- What you should do
Which lines in the rows below contain the word "wave"? Copy each one in full.

┏━━

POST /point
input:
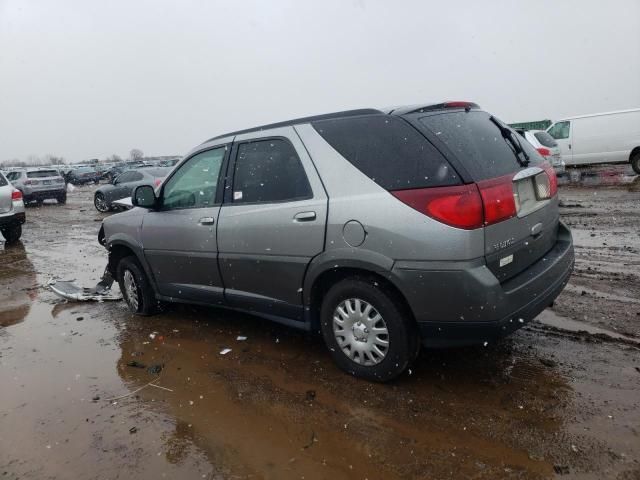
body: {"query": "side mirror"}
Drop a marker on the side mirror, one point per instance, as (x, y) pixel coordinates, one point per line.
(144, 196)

┗━━
┏━━

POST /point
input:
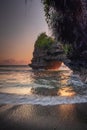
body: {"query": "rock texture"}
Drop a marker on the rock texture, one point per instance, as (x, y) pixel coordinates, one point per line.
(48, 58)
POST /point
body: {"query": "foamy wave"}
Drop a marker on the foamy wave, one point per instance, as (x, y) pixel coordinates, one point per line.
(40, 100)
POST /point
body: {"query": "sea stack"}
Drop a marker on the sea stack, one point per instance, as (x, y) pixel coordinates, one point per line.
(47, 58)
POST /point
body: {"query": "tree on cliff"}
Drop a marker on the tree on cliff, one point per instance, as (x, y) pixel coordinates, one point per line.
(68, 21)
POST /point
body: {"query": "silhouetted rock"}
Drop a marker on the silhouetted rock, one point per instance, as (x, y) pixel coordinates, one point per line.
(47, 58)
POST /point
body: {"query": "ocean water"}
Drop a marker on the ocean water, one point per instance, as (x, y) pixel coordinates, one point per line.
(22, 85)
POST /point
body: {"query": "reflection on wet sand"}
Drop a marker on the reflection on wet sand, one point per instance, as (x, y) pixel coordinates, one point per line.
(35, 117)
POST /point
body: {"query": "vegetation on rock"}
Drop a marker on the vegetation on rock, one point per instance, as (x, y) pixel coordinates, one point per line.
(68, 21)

┗━━
┏━━

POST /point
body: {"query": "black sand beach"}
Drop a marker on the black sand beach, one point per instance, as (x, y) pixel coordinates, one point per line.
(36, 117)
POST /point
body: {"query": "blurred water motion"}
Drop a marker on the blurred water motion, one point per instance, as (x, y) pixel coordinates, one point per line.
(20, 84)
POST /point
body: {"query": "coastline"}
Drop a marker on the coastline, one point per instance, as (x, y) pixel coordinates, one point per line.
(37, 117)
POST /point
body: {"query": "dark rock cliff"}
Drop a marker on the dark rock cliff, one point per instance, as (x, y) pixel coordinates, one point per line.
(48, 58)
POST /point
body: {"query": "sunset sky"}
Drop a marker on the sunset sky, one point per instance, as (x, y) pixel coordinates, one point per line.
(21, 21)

┗━━

- Solution to this exercise
body: {"query": "foamy wave"}
Drop a marker on the foamy wave, one point per instance, as (x, y) pixel coordinates, one point per line.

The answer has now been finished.